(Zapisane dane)
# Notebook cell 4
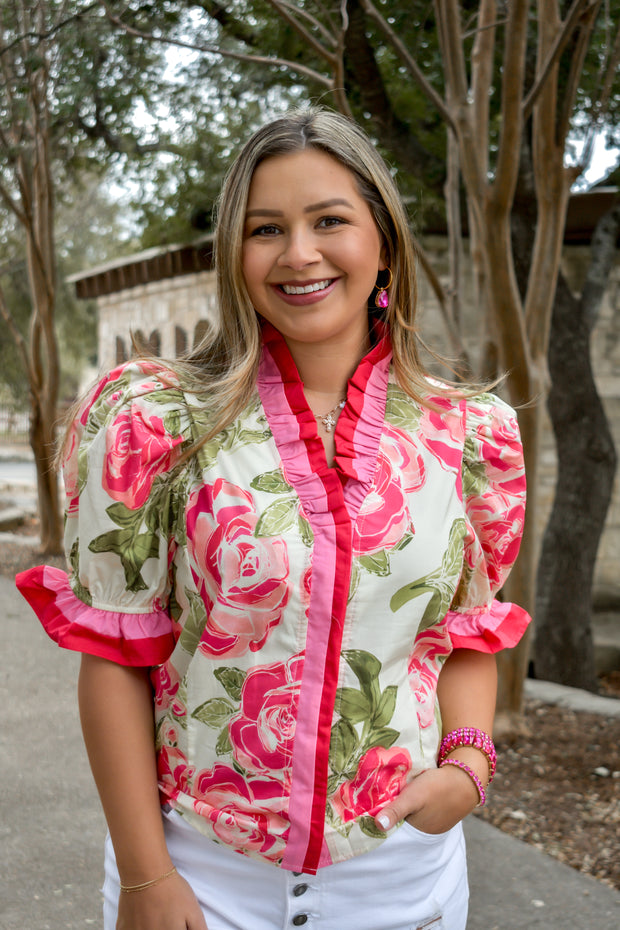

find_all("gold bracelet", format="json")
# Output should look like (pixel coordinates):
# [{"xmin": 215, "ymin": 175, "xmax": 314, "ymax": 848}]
[{"xmin": 121, "ymin": 866, "xmax": 176, "ymax": 894}]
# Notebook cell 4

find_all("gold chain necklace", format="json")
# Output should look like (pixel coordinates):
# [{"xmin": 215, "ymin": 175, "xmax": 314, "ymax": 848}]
[{"xmin": 314, "ymin": 399, "xmax": 346, "ymax": 433}]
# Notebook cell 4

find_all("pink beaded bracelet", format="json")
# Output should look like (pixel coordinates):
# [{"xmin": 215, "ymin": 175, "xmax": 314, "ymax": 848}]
[
  {"xmin": 437, "ymin": 727, "xmax": 497, "ymax": 784},
  {"xmin": 439, "ymin": 759, "xmax": 487, "ymax": 807}
]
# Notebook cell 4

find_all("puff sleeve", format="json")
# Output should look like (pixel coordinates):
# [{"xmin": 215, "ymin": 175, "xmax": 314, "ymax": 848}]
[
  {"xmin": 16, "ymin": 361, "xmax": 189, "ymax": 666},
  {"xmin": 446, "ymin": 394, "xmax": 530, "ymax": 653}
]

▶ **Treść zadania**
Przepisz cały powyższy listing wiersz po wierszu, razem z poleceniami, przesuwając o -59 każdą współrzędną pikselową w odpowiedziach. Liczb w poleceniach i we wzorach formatu nie zmieniaj, a obrazy pomiń w swojej odpowiedzi.

▶ **Wynik zadania**
# Notebook cell 4

find_all("gold bracelet", format="json")
# Output should look like (pixel coordinates):
# [{"xmin": 215, "ymin": 175, "xmax": 314, "ymax": 848}]
[{"xmin": 62, "ymin": 807, "xmax": 117, "ymax": 835}]
# Notebook cell 4

find_all("gold chain necklace", format="json")
# Output should look like (pixel coordinates):
# [{"xmin": 215, "ymin": 175, "xmax": 314, "ymax": 848}]
[{"xmin": 255, "ymin": 340, "xmax": 287, "ymax": 374}]
# Notebook cell 4

find_all("pink beaded bracelet", format="json")
# Output should look like (pixel coordinates):
# [{"xmin": 215, "ymin": 175, "xmax": 314, "ymax": 848}]
[
  {"xmin": 378, "ymin": 668, "xmax": 438, "ymax": 725},
  {"xmin": 380, "ymin": 700, "xmax": 428, "ymax": 748}
]
# Notebook cell 4

find_all("puff sleeve", format="json")
# Output should look like (pixel coordinates):
# [{"xmin": 215, "ymin": 175, "xmax": 314, "ymax": 848}]
[
  {"xmin": -43, "ymin": 302, "xmax": 130, "ymax": 607},
  {"xmin": 387, "ymin": 335, "xmax": 471, "ymax": 594}
]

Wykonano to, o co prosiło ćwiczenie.